Required work: Please put the records from the line with "Annotation guideline: every instance of the yellow" up to and including the line with "Target: yellow glow in sky" into a JSON list of strings, one string per line, skipping any blank lines. Leave the pictures out of your answer.

Data shown:

★ ★ ★

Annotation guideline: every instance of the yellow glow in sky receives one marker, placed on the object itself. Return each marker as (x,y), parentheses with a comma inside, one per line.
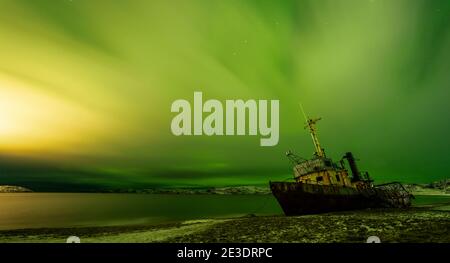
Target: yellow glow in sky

★ ★ ★

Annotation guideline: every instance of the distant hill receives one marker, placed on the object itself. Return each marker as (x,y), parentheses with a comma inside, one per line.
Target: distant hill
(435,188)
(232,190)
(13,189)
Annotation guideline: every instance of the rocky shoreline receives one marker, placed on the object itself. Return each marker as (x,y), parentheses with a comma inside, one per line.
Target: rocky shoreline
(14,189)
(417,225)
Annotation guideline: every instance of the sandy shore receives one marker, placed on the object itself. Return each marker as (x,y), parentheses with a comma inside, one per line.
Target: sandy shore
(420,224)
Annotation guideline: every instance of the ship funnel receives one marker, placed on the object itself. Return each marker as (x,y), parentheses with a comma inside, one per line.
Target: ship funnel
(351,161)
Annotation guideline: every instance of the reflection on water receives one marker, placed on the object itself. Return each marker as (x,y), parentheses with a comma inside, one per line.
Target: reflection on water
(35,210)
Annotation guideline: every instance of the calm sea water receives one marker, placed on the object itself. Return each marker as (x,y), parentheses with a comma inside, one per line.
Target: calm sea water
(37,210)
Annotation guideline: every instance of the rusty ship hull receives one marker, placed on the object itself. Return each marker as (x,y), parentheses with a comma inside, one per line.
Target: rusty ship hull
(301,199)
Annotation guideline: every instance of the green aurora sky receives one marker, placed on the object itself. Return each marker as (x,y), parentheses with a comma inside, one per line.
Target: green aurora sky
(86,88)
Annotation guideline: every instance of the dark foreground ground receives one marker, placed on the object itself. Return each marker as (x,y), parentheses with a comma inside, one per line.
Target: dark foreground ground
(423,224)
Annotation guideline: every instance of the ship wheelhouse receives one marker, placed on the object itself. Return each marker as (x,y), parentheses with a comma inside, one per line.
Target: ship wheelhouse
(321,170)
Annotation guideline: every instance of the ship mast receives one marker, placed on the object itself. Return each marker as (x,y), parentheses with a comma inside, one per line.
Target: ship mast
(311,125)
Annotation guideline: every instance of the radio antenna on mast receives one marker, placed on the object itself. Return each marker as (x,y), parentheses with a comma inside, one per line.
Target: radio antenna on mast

★ ★ ★

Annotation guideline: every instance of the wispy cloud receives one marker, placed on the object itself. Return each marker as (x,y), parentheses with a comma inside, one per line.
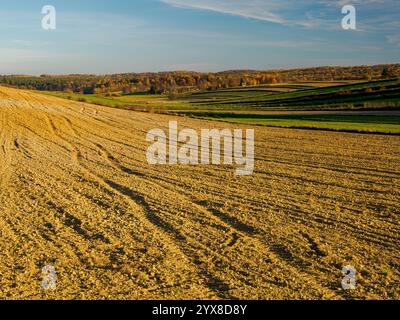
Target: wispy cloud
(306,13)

★ ★ ★

The result:
[
  "Annotation guideline: every instance of the yellow glow in sky receives one marker, placed on the object itself. Return each marker as (x,y), parentheses with a comma inside, one per line.",
  "Target: yellow glow in sky"
]